**PROBLEM STATEMENT**
Retype the material below word for word and symbol for symbol, omitting the pictures.

[Stored data entries]
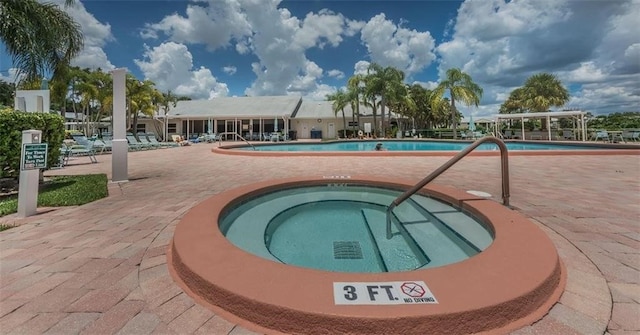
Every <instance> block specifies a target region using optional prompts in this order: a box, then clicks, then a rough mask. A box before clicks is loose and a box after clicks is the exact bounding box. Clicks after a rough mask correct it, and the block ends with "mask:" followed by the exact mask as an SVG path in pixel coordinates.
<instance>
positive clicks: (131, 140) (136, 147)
mask: <svg viewBox="0 0 640 335" xmlns="http://www.w3.org/2000/svg"><path fill="white" fill-rule="evenodd" d="M127 142H129V149H131V150H146V149H149V148H151V146H150V145H148V144H143V143H141V142H139V141H138V139H137V138H136V137H135V136H134V135H133V134H131V133H127Z"/></svg>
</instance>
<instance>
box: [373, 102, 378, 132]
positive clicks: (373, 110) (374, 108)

**RESPONSE TO THIS EXERCISE**
Every <instance> block specifies a target region using optional prompts in this order: a box, then clicks, then a rough mask. A box before clicks is loose and a box after clicks is the exact bounding box. Clicks after a rough mask correct it, and the block ends with "mask:" followed by the exact mask as an SVG path in pixel coordinates.
<instance>
positive clicks: (131, 140) (136, 147)
mask: <svg viewBox="0 0 640 335" xmlns="http://www.w3.org/2000/svg"><path fill="white" fill-rule="evenodd" d="M127 142H129V149H131V150H146V149H149V148H151V146H150V145H148V144H143V143H141V142H139V141H138V139H137V138H136V137H135V136H134V135H133V134H131V133H127Z"/></svg>
</instance>
<instance>
box: [373, 102, 378, 132]
positive clicks: (373, 110) (374, 108)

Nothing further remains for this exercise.